The Diabolic Tenant (Le Locataire diabolique), originally released in English-speaking countries as The Fiendish Tenant, is a 1909 French silent trick film directed by Georges Méliès. It was released by Méliès's Star Film Company and is numbered 1495–1501 in its catalogues.

==Plot==

Un Locataire diabolique (1909)

A bearded stranger, carrying a single valise, arrives at a seaside boarding house. The janitor in charge shows him to an unfurnished room, still being papered. Once the janitor has left, the new tenant throws the paper hanger out the window, and fills the room with a vast assortment of things magically taken from his valise: a steamer trunk larger than the valise itself, a fireplace, chairs, a piano, various decorations and hangings, a fully set dining table, and even a whole family and a housemaid. The janitor, bringing in a small tray of food, is astonished to see the tenant and family enjoying a grand dinner in the magically furnished room. He runs away in flight.
· · ·
REQUIRED ACTION:
Return, word for word, the stretch of the film description from "The Diabolic Tenant" through "in its catalogues.".

MATERIAL SHOWN:
· · ·
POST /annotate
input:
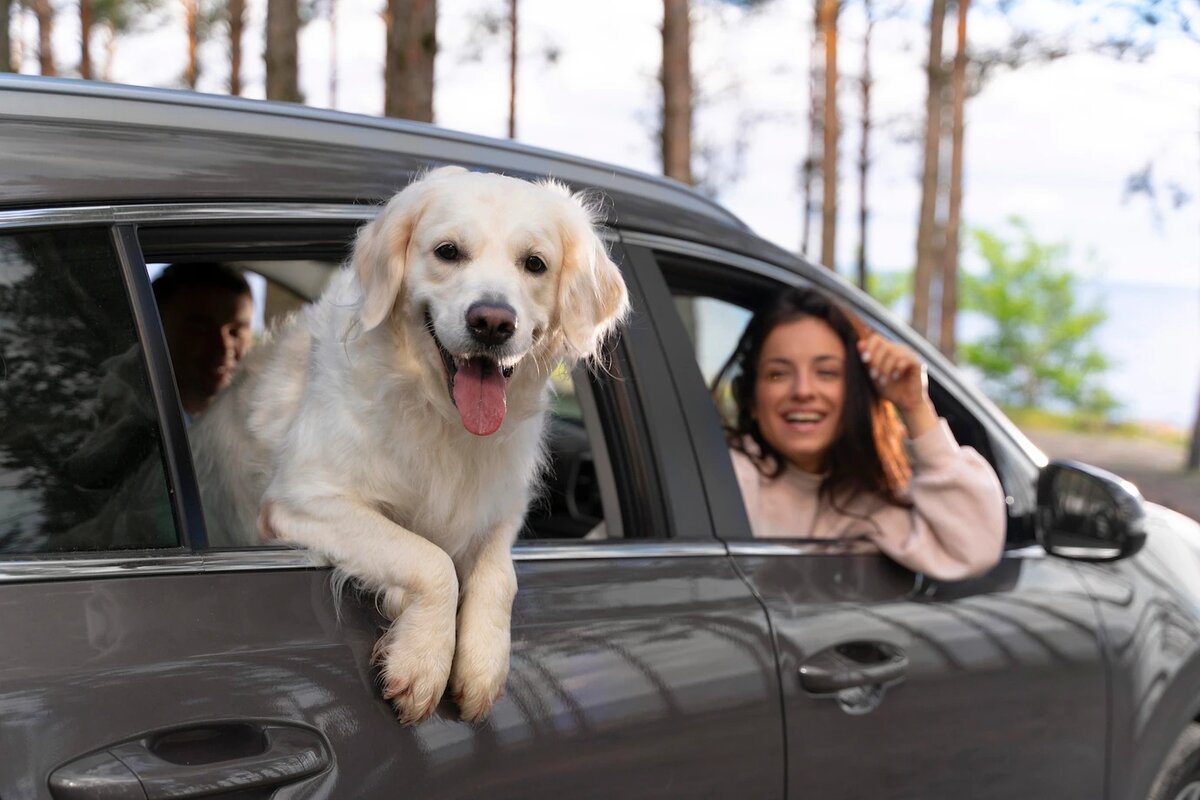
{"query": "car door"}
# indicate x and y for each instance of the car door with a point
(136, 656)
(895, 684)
· · ·
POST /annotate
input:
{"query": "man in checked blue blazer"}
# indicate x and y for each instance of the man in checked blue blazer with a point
· · ·
EXERCISE OUTPUT:
The Diabolic Tenant (Le Locataire diabolique), originally released in English-speaking countries as The Fiendish Tenant, is a 1909 French silent trick film directed by Georges Méliès. It was released by Méliès's Star Film Company and is numbered 1495–1501 in its catalogues.